[EXERCISE REQUIREMENTS]:
Apart from the pictures, write out the records that follow exactly.

[THE DATA]:
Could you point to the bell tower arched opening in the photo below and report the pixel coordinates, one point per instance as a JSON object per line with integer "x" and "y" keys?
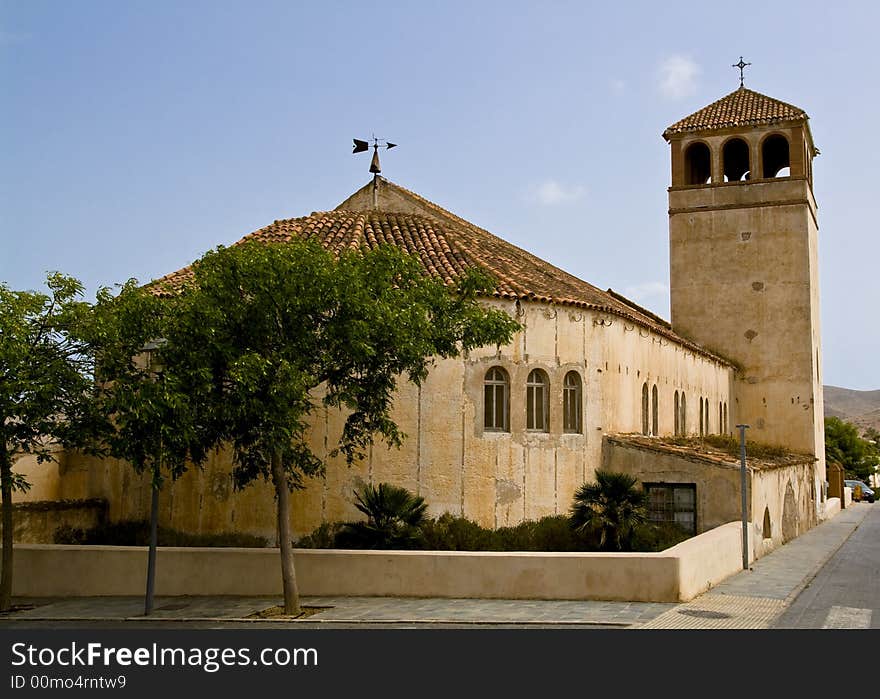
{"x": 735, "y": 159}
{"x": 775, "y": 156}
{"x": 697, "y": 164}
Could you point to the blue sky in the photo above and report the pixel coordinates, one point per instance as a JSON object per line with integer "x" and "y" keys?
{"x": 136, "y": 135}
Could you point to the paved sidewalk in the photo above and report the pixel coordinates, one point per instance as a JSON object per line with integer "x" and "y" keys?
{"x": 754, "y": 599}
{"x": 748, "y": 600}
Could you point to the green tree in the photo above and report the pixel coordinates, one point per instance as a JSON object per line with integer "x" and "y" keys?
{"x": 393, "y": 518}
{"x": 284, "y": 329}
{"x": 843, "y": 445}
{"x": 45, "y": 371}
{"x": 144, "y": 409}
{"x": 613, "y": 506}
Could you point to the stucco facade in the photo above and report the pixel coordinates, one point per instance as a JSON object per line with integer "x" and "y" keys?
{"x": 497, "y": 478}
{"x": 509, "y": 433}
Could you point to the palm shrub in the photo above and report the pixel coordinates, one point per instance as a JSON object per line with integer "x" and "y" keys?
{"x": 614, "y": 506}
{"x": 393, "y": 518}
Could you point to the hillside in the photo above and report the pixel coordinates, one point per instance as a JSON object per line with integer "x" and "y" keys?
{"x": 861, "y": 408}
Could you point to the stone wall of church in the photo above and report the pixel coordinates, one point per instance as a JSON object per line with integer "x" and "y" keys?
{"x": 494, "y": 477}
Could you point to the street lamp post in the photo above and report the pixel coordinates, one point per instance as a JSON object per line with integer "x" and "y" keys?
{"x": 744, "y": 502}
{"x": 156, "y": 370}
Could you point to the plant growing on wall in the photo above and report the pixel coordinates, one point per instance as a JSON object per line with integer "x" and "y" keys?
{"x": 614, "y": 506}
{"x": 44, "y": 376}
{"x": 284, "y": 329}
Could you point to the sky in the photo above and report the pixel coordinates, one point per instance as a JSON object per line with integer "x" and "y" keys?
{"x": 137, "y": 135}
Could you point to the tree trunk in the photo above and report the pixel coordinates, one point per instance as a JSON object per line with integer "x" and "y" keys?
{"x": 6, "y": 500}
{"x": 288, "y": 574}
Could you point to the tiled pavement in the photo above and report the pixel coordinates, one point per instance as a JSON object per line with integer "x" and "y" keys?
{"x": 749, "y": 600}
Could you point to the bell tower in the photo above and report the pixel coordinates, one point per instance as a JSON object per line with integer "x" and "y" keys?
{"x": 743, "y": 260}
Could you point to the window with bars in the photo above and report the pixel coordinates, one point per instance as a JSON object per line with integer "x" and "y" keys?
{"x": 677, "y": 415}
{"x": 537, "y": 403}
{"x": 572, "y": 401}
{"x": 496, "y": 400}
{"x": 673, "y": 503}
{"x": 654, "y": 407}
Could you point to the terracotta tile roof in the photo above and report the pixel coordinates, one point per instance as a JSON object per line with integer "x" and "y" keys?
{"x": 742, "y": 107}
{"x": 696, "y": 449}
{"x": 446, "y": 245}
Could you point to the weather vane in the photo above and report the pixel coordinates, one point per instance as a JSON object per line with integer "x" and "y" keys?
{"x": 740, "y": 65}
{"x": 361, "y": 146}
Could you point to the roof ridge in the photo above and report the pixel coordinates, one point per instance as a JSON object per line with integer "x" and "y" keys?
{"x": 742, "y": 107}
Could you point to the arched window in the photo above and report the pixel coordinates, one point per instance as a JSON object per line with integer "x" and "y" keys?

[RESPONSE TO THE TASK]:
Could you point to the bell tower arched opening in the photo below and report the pixel coordinates, one point per instance as a JSON object per line with integer "x" and "y" keys?
{"x": 735, "y": 159}
{"x": 775, "y": 156}
{"x": 697, "y": 164}
Could you point to the blue sky in the photo above and report the pixel coordinates, one point per instance as a JSON object per line with integer "x" and "y" keys?
{"x": 136, "y": 135}
Could you point to the paved sidewalk in the photo above and report the pixel coordinates, one point per instance as a JSON object per line with integer "x" and "y" keys?
{"x": 754, "y": 599}
{"x": 748, "y": 600}
Could you point to the green tree in the photo above and report the pixel coordinates, one point per instance as a JSON object per line with integer "x" and "y" keys?
{"x": 393, "y": 518}
{"x": 284, "y": 329}
{"x": 843, "y": 445}
{"x": 45, "y": 371}
{"x": 144, "y": 409}
{"x": 613, "y": 506}
Could you point to the stucco facade in the photo above and report the pixel coordinates, one point per instance as a JSON object per line with integer "x" and "y" keys?
{"x": 497, "y": 478}
{"x": 509, "y": 433}
Could you point to the palm shrub in the photo above and report the pixel coordinates, one point per instance as a JSON object per line with integer "x" and "y" keys?
{"x": 614, "y": 506}
{"x": 393, "y": 518}
Could you point to the hillside in the photo above and report the pixel coordinates, one point per instance as a JSON object per line with integer "x" and "y" keys?
{"x": 861, "y": 408}
Could you point to the stone wall of church in the photo above and report the pixel coordinates, one point per instance as a JSON object per line with integer "x" and "y" keys?
{"x": 494, "y": 477}
Could you point to the street lamp post in the photo above and report the pixel coordinates, one point per instance as a JSON object per line with integer "x" and "y" keys?
{"x": 744, "y": 502}
{"x": 156, "y": 370}
Could you point to the plant growing on wall in the photo above and report the pixel coordinates, one point per instance as a JSON object per line with integer "x" and "y" keys?
{"x": 614, "y": 506}
{"x": 44, "y": 376}
{"x": 284, "y": 329}
Could you point to the sky in the photo above and report the pixel coordinates, one point per instance as a JSON object per line with integer "x" and "y" keys?
{"x": 137, "y": 135}
Could you point to the tree trunk in the photo above and report the pixel coordinates, one point per instance as a JSON object per line with integer "x" and "y" keys?
{"x": 6, "y": 500}
{"x": 288, "y": 574}
Could you point to the tiled pavement in the photo above and report the pixel coordinates, one point per instance as a JSON object per line with integer "x" and "y" keys?
{"x": 749, "y": 600}
Could you point to the bell tower in the photo above and report the pixel coordinates, one point per instance as a JSON object per line with integer "x" and "y" keys?
{"x": 743, "y": 260}
Could you point to the window with bars in the photo above and report the pixel coordinates, one point per instance as a JSON object per line with integer "x" and "y" keys?
{"x": 677, "y": 415}
{"x": 537, "y": 403}
{"x": 572, "y": 401}
{"x": 496, "y": 400}
{"x": 673, "y": 503}
{"x": 654, "y": 407}
Could you point to the terracotta tile roof in the photo above and report the pixel coordinates, one point per instance as a JSON object per line with integer "x" and "y" keys?
{"x": 742, "y": 107}
{"x": 696, "y": 449}
{"x": 446, "y": 245}
Could you point to the weather vane in the photo above and report the pixel coordinates, one point per instance as a JSON object per line with integer "x" and "y" keys?
{"x": 740, "y": 65}
{"x": 361, "y": 146}
Could you point to the roof ridge in the photo above and report the pixel coordinates, one point per instance as a JSON object per line with integer "x" and "y" keys?
{"x": 742, "y": 107}
Could you point to the arched window in the photo above and report the pixel coordinates, one point per instance as a JSON object per line with integer "x" and "y" keys?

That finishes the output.